[Stored entries]
....................

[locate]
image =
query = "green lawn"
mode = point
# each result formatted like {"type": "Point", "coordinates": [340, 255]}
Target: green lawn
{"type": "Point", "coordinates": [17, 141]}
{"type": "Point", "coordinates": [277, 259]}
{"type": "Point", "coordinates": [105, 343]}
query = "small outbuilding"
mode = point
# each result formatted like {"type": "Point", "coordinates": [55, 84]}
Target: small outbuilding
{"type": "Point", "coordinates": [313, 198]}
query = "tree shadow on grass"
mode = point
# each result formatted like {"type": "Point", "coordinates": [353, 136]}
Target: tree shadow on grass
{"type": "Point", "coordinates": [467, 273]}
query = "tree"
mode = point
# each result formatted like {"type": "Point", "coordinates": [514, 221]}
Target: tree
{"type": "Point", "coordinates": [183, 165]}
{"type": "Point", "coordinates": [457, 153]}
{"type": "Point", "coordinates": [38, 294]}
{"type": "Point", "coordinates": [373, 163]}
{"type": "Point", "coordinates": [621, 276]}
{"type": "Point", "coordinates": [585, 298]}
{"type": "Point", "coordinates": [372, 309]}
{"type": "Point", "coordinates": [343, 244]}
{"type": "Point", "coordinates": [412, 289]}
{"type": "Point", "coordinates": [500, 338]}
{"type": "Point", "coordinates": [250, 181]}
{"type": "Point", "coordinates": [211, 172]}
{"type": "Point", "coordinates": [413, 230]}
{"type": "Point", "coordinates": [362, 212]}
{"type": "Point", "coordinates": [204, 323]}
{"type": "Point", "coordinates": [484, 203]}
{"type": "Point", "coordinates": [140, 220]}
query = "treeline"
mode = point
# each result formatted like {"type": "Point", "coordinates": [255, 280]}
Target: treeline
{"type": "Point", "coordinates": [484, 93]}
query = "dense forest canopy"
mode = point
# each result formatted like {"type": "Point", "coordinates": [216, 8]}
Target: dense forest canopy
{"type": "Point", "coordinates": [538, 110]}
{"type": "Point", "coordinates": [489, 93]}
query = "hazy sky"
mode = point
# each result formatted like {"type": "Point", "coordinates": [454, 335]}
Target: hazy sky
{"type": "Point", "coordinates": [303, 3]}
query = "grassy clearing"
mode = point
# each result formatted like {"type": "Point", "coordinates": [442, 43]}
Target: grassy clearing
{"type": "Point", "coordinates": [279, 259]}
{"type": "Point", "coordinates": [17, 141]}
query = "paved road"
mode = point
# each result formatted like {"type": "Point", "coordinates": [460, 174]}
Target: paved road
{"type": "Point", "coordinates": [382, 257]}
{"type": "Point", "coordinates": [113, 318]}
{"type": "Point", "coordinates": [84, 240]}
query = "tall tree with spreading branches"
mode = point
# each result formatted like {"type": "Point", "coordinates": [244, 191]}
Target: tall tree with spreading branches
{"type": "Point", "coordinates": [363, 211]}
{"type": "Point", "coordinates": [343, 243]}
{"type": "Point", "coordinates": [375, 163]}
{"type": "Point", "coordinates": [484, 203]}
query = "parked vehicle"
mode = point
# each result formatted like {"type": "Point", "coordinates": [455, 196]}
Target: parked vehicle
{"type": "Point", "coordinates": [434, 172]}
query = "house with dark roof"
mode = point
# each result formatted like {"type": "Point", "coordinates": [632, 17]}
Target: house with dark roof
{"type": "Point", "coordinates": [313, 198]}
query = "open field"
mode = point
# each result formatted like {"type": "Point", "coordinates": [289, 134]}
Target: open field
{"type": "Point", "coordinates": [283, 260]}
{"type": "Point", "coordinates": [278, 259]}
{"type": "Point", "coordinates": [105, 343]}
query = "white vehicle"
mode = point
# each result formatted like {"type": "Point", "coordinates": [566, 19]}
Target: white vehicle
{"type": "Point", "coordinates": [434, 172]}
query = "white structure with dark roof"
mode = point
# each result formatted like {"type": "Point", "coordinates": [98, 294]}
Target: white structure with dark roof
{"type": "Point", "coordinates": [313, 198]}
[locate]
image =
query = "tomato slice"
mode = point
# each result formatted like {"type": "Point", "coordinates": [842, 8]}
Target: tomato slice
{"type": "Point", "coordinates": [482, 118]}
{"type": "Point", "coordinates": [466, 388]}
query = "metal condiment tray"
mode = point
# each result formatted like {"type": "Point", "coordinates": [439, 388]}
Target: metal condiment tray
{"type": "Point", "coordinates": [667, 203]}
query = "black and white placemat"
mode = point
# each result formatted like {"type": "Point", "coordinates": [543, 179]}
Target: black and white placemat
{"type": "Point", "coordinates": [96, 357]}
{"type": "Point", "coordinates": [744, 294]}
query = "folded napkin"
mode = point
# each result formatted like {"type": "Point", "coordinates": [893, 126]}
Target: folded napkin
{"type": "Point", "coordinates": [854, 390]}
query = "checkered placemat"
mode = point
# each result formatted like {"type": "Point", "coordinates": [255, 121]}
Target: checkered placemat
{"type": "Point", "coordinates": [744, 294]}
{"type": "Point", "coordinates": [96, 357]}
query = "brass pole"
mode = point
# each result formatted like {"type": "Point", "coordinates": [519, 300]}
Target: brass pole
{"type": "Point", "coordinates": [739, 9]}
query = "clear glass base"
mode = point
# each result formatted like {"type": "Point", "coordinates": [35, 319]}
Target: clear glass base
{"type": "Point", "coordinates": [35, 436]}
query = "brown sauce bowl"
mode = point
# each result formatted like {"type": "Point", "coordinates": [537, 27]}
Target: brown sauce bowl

....................

An answer is complete only when it holds every line above containing the string "sauce".

query = "brown sauce bowl"
Target: brown sauce bowl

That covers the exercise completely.